Print the line that contains "of the braided" and every line after it through the last line of the records below, exactly as written and nothing else.

• Materials provided:
########

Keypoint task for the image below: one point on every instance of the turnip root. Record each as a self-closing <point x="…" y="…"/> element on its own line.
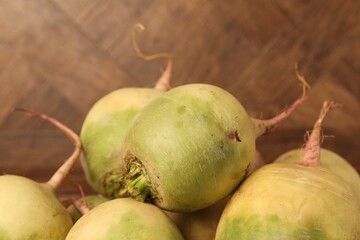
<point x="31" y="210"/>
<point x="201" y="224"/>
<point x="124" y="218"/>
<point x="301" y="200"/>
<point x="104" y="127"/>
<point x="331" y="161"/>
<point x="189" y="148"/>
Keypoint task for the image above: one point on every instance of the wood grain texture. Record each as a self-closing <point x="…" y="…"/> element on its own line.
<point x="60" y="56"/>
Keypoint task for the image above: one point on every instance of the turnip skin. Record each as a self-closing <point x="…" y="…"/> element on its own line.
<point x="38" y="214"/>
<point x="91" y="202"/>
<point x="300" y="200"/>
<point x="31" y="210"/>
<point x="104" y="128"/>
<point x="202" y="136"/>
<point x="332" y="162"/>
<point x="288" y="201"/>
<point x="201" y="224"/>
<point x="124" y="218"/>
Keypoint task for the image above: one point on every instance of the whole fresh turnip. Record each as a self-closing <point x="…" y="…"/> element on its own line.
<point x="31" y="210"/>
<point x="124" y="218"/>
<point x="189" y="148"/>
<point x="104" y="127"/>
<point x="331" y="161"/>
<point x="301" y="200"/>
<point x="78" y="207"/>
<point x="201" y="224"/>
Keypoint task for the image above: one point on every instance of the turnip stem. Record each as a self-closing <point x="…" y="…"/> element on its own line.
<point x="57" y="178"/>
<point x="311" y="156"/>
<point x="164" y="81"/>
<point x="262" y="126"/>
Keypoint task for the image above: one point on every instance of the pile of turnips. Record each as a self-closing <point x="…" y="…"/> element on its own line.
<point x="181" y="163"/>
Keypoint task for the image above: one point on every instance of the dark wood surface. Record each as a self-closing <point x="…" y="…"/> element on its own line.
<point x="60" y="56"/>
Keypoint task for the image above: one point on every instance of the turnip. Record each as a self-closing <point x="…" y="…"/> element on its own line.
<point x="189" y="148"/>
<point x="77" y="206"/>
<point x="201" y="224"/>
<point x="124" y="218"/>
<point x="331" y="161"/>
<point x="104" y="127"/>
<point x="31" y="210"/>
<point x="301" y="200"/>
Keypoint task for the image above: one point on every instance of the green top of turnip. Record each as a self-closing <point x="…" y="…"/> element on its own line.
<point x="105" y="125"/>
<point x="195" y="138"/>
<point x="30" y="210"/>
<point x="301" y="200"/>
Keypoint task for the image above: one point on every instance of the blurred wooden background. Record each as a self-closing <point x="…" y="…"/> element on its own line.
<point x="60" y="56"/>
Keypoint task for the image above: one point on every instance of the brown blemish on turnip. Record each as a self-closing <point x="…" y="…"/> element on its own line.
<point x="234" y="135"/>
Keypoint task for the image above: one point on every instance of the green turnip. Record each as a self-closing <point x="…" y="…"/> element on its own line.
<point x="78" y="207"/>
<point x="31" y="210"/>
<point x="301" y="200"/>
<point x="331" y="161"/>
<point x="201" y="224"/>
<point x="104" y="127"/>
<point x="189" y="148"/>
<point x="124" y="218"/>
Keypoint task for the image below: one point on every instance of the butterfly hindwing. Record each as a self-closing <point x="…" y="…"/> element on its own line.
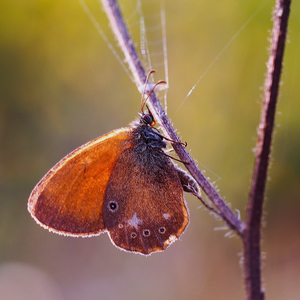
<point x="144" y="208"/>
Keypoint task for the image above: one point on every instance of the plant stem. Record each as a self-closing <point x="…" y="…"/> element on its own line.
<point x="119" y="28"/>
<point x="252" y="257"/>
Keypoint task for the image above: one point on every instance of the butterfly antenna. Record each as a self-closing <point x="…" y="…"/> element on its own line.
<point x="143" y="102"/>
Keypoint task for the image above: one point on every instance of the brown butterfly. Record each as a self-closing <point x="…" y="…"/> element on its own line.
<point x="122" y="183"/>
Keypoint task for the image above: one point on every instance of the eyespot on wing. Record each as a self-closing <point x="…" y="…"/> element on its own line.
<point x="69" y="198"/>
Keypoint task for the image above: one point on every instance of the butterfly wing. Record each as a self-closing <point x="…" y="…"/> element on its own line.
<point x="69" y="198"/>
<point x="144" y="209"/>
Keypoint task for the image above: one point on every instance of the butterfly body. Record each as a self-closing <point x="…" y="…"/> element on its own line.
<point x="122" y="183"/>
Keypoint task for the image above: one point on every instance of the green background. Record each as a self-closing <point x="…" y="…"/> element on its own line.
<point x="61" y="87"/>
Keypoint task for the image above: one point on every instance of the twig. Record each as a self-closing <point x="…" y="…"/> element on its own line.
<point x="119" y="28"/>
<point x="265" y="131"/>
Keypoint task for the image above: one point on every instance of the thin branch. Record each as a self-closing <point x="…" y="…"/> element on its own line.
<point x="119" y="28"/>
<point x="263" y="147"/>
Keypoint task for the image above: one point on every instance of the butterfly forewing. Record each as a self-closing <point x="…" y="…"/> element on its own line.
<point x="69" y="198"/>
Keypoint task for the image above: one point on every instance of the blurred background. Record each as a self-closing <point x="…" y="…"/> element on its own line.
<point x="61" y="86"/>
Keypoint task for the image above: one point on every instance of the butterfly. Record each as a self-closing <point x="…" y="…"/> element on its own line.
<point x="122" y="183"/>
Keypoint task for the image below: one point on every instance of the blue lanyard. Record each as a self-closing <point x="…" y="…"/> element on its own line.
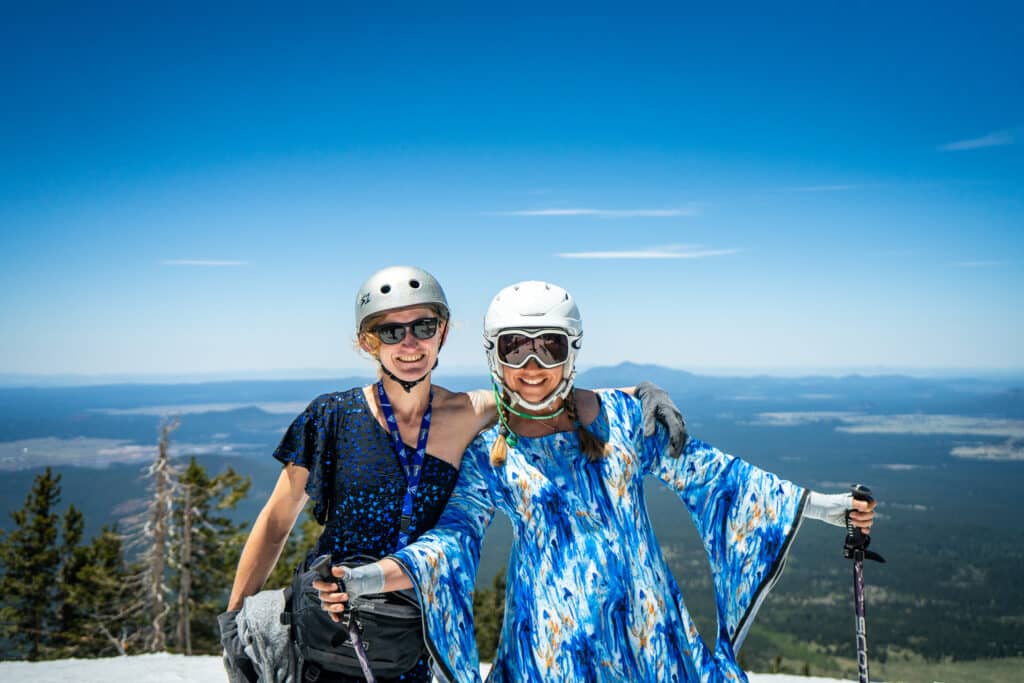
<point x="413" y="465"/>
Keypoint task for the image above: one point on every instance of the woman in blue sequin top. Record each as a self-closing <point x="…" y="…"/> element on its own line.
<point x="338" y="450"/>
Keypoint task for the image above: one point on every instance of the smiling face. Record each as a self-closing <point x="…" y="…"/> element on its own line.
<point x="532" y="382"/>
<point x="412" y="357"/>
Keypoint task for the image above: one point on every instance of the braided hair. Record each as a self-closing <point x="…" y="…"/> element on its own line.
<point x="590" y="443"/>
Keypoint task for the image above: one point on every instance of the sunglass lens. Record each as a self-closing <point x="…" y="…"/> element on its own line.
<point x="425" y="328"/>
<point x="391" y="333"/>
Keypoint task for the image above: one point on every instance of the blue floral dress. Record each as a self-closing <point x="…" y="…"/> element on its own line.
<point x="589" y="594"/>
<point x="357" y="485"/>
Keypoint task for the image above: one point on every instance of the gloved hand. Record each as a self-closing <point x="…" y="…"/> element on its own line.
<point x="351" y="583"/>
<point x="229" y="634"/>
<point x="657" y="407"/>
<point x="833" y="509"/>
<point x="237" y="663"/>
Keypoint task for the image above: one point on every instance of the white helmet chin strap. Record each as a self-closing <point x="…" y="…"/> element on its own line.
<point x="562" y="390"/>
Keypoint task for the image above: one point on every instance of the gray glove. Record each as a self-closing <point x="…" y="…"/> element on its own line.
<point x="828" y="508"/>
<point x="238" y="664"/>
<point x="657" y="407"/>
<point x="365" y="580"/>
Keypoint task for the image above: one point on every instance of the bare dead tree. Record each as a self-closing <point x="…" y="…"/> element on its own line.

########

• Exercise answer:
Keypoint task for the image above: one point on every instance of the braided hair. Record each as a self-closing <point x="…" y="…"/> element on its own line.
<point x="590" y="443"/>
Keypoint task for the image above: one point on every instance of the sunglass lens. Record each as a self-closing <point x="…" y="…"/> element on its own line.
<point x="425" y="328"/>
<point x="391" y="333"/>
Keypoint task for the image above: one point on every instance of the blue floral dress. Record each as a self-closing <point x="…" y="…"/> element on its own line.
<point x="589" y="594"/>
<point x="357" y="485"/>
Keypoint task for the image above: one point on every instance of the gloved hand. Record each as a self-closing <point x="…" y="…"/> element on its own line.
<point x="351" y="583"/>
<point x="229" y="634"/>
<point x="657" y="407"/>
<point x="833" y="509"/>
<point x="237" y="663"/>
Keypoint task for the image above: one point on every instance of the white helmet chin strap. Record each as a self-closing <point x="…" y="…"/> element on its own line.
<point x="562" y="390"/>
Keypoint task for the image above: one point on every instance of the gray glove. Record each as a self-closing <point x="…" y="…"/> element on its own line.
<point x="828" y="508"/>
<point x="238" y="664"/>
<point x="657" y="407"/>
<point x="365" y="580"/>
Keypoint task for the image above: one point on every instance of the bare dead tree. Record each as a self-closing <point x="…" y="…"/> element on its own line.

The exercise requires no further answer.